**Given records:**
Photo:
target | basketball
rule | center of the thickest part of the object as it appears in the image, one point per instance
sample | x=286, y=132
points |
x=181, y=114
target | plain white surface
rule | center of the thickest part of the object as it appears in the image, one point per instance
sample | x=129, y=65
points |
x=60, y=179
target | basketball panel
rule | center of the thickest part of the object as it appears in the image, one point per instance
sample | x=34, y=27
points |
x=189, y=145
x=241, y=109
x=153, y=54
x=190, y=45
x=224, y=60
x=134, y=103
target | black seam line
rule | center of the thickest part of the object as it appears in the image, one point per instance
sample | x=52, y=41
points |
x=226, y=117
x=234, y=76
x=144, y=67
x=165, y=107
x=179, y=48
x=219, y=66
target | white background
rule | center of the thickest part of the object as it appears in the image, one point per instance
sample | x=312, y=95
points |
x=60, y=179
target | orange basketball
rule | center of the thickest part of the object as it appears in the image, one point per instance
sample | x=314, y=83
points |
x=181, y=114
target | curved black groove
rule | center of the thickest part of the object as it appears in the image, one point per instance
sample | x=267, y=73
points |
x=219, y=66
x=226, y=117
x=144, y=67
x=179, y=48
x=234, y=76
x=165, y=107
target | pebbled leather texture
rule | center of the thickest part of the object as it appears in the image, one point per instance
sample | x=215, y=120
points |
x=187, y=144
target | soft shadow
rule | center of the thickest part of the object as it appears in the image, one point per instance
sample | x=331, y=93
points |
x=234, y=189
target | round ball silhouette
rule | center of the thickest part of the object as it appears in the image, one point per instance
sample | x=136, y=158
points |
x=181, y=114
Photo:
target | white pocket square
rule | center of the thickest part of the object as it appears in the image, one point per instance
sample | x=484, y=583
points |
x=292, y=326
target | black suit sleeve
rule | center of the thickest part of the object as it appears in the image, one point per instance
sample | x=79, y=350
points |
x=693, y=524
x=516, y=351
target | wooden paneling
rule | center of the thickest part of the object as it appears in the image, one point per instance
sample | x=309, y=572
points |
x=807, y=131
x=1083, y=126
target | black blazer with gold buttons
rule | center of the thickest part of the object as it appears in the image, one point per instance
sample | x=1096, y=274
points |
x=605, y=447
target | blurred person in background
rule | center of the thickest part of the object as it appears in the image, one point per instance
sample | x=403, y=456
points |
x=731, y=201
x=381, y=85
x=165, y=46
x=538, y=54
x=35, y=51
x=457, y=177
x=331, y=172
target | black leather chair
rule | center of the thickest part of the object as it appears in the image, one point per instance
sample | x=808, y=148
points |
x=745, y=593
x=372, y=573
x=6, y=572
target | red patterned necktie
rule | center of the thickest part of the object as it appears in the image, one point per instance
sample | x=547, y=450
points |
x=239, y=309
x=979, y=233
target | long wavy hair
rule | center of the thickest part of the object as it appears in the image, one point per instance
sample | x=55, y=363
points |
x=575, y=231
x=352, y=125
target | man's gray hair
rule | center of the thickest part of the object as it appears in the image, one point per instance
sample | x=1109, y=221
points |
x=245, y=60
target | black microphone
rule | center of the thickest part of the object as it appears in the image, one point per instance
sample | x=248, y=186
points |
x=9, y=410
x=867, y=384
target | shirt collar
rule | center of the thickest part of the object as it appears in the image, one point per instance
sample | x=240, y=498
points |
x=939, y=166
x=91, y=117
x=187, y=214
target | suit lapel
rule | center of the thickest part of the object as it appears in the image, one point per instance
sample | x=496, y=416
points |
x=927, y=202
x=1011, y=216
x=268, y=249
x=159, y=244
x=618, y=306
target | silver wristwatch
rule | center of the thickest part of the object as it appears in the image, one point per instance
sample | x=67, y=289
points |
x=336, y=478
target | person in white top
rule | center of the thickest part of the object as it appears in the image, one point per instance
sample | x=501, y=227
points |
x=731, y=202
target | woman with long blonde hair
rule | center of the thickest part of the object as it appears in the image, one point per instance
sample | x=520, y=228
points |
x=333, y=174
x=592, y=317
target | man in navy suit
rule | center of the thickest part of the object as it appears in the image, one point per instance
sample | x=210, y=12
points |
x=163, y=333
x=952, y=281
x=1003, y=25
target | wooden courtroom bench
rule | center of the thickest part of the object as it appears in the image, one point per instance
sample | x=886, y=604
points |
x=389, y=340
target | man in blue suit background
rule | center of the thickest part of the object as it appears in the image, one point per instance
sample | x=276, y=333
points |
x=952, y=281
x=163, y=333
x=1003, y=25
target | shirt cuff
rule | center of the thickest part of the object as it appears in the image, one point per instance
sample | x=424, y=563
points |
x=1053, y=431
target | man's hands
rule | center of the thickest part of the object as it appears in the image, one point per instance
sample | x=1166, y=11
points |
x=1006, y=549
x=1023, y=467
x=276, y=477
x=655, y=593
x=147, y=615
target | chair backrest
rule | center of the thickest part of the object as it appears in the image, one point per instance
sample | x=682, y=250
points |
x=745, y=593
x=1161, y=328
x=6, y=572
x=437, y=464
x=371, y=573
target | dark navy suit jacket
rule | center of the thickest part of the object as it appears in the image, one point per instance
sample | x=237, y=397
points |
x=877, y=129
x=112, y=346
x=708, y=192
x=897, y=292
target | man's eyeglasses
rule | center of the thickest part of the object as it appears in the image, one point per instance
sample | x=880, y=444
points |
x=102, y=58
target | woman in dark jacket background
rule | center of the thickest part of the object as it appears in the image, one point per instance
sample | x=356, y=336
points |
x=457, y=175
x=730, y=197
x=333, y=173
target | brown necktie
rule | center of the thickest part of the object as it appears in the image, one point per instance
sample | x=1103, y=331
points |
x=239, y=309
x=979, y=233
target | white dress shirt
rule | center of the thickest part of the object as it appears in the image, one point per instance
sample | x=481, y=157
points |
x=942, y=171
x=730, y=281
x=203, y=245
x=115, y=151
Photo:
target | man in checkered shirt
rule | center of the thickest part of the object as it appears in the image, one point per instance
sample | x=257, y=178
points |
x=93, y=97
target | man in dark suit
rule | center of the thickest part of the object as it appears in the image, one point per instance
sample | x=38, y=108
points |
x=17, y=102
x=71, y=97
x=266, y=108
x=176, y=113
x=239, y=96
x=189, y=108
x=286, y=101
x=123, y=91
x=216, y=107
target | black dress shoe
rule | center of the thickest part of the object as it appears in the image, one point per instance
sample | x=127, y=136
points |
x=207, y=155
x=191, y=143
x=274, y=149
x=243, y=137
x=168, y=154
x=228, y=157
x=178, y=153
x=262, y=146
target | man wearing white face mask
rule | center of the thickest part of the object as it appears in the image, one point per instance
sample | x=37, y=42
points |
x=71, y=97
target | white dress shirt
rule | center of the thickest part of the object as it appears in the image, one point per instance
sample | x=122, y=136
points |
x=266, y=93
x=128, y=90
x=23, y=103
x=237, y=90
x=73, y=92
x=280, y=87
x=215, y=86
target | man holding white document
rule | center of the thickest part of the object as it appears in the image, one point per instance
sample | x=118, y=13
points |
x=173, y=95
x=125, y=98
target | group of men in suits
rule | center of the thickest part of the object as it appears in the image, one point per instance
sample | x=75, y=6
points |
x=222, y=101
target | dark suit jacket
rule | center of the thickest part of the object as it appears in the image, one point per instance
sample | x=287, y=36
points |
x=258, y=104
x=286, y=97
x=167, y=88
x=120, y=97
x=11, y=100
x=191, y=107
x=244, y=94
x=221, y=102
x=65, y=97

**Written request:** Reproduce every one of the lines above word for word, changing nothing.

**Complete output:**
Photo:
target | basketball
rule | center of the thickest part of the object as it appears in the image, one point per instance
sample | x=286, y=132
points |
x=181, y=114
target | plain white surface
rule | center of the thickest part of the object as it appears in the image, one point per instance
sample | x=129, y=65
points |
x=60, y=179
target | basketball panel
rule | center of the thickest part of the object as it appears in the image, one point per instance
sample | x=34, y=27
points |
x=189, y=145
x=241, y=109
x=153, y=54
x=190, y=45
x=224, y=60
x=134, y=103
target | black seam line
rule | center of the thickest part of the object as it appears in the image, one point per instance
sample | x=52, y=41
points |
x=226, y=117
x=234, y=76
x=144, y=67
x=165, y=107
x=179, y=48
x=219, y=66
target | white background
rule | center of the thickest part of the object as it appears in the image, one point per instance
sample | x=312, y=95
points |
x=60, y=179
target | orange basketball
rule | center of the thickest part of the object as it appears in the image, one point per instance
sample | x=314, y=83
points |
x=181, y=114
target | curved black groove
rule | center of the thickest part of the object as it appears in the image, one point per instance
sample | x=267, y=73
points |
x=219, y=66
x=226, y=117
x=144, y=67
x=179, y=48
x=234, y=76
x=165, y=107
target | pebbled leather texture
rule | center of the thickest part of the object as it appears in the image, one point per instance
sample | x=215, y=120
points |
x=187, y=144
target | soft shadow
rule | center of the thickest part of the object as it appears in the image, one point per instance
sample | x=331, y=93
points |
x=234, y=189
target | round ball silhouette
rule | center of the thickest part of the object as it appears in the image, one point per instance
sample | x=136, y=158
points |
x=181, y=114
Photo:
target | white pocket square
rule | center of the thickest part of the object as it appears in the image, one point per instance
sample | x=484, y=583
points |
x=292, y=326
target | black suit sleeve
rule | center of the thickest part of the object as it appears in the image, one point per instance
sample | x=79, y=350
points |
x=693, y=524
x=516, y=351
target | wooden paneling
rule | center of the thickest part of the object as it appears in the image, one point per instance
sample | x=309, y=572
points |
x=807, y=131
x=1083, y=126
target | black blazer with gold buttons
rule | center of the thickest part of the object as it appears in the image, one point per instance
sample | x=1096, y=274
points |
x=605, y=447
target | blurred person in background
rule | center of the thickest part of the object as it appears in the image, one point per instance
sample | x=403, y=456
points |
x=731, y=201
x=381, y=85
x=165, y=46
x=538, y=54
x=35, y=51
x=457, y=177
x=331, y=172
target | black leather chair
rule | center of the thickest part of the object as it appears in the image, one point per instance
sample | x=808, y=148
points |
x=745, y=593
x=372, y=573
x=6, y=572
target | red patterned necktie
rule | center of the thickest part of the object as it appears in the image, one point per instance
sample | x=547, y=450
points |
x=239, y=309
x=979, y=233
target | long wavy hair
rule | center of the thickest part of the object as it appears in the image, one point per instance
sample | x=55, y=363
points |
x=575, y=231
x=352, y=125
target | man's gray hair
rule | center of the thickest part of the object as it appears in the image, one point per instance
sample | x=1109, y=221
points |
x=245, y=60
target | black microphone
rule | center of the thickest part of the object as it appears in the image, one point per instance
sample | x=248, y=186
points |
x=9, y=410
x=867, y=384
target | shirt collar
rule | center of the thickest part of the object as it appears in the image, one point per instance
sample | x=240, y=498
points |
x=939, y=166
x=91, y=117
x=187, y=214
target | suit lapel
rule | center of the thickest part of the object as it appears in the image, one point per instance
sample | x=496, y=416
points |
x=927, y=202
x=1011, y=216
x=268, y=249
x=159, y=244
x=618, y=306
target | silver wristwatch
rule | center of the thickest part of the object as it appears in the image, one point per instance
sample | x=67, y=289
points |
x=336, y=478
target | person in white top
rule | center of the thickest part of the object as it appears in the image, one point per instance
sample | x=501, y=227
points |
x=731, y=202
target | woman with long blonde hair
rule | center of the thickest part of the object as it appears in the image, one point per instance
sample | x=520, y=228
points |
x=333, y=174
x=592, y=317
target | man in navy suit
rule | center of the thickest part of the object as it appears in the image, one point per instance
sample | x=210, y=12
points |
x=163, y=333
x=952, y=281
x=1003, y=25
target | wooden courtroom bench
rule | center of the thickest part of the object as it appears in the image, one point per instance
sample | x=886, y=604
points |
x=389, y=340
target | man in blue suit background
rule | center of the thickest part of the object as it appears in the image, one point per instance
sample | x=276, y=333
points |
x=952, y=281
x=163, y=333
x=1003, y=25
target | shirt cuff
rule | center of the thickest part of the object as it appears in the image, one point per instance
sample | x=424, y=563
points |
x=1053, y=431
target | man's hands
rule | center of the thickest part of the object as it appears in the image, one point per instance
sample | x=1166, y=11
points |
x=1006, y=549
x=1023, y=467
x=276, y=477
x=655, y=593
x=147, y=615
target | chair backrest
rule | center of the thickest part of the object as it appears in the image, one point per instance
sample | x=682, y=250
points |
x=745, y=593
x=1161, y=328
x=6, y=572
x=437, y=464
x=371, y=573
target | dark navy suit jacket
rule | center of the thickest part of the object as it appears in the image, one point per instance
sample | x=237, y=397
points |
x=877, y=129
x=112, y=346
x=708, y=192
x=897, y=292
target | man's eyeglasses
rule | center of the thickest part of the object as it appears in the image, one point per instance
sample | x=880, y=444
points |
x=102, y=58
target | woman in dark jacket background
rule | center of the thickest part of the object as it appears in the image, one point per instance
sample | x=356, y=336
points |
x=457, y=175
x=730, y=197
x=333, y=173
target | brown necktie
rule | center of the thickest part of the object as it appears in the image, one point per instance
sample | x=1103, y=331
points |
x=239, y=309
x=979, y=233
target | white dress shirt
rule | center of the thickest part of the object as it appears in the image, one point per instance
sample | x=481, y=157
points |
x=942, y=171
x=730, y=281
x=203, y=245
x=115, y=151
Photo:
target | man in checkered shirt
rule | center of the thickest part of the object as it appears in the image, one point per instance
sample | x=257, y=178
points |
x=93, y=97
target | man in dark suit
rule | center of the thickest part of the object as it appears in the image, one point per instance
sample | x=38, y=108
points |
x=17, y=102
x=71, y=97
x=266, y=108
x=176, y=113
x=239, y=96
x=189, y=108
x=286, y=101
x=123, y=91
x=216, y=107
target | black dress shoe
rule | center of the thickest part of the object as it appears in the image, one point per instance
sample | x=127, y=136
points |
x=207, y=155
x=191, y=143
x=274, y=149
x=243, y=137
x=168, y=154
x=228, y=157
x=178, y=153
x=262, y=146
target | man wearing white face mask
rule | center of the thickest part of the object as it appears in the image, one point per instance
sample | x=37, y=42
points |
x=71, y=97
target | white dress shirt
rule | center of the thickest part of the object as it appears in the image, one point per instance
sample | x=122, y=136
points |
x=266, y=93
x=128, y=90
x=23, y=103
x=237, y=90
x=73, y=92
x=280, y=87
x=215, y=86
target | man holding white document
rule | center of the thickest part of the object as it appears in the image, one point per instance
sample | x=118, y=13
points |
x=173, y=95
x=125, y=98
target | group of men in suits
rule | center of the thickest part of the object as it appears in the image, one point per instance
sample | x=75, y=6
points |
x=222, y=101
target | dark suit jacket
rule | center of the thickest part of the object as it appears in the image, one point per instance
sample | x=287, y=36
points |
x=258, y=104
x=286, y=97
x=167, y=88
x=120, y=97
x=11, y=100
x=191, y=107
x=244, y=94
x=221, y=102
x=65, y=97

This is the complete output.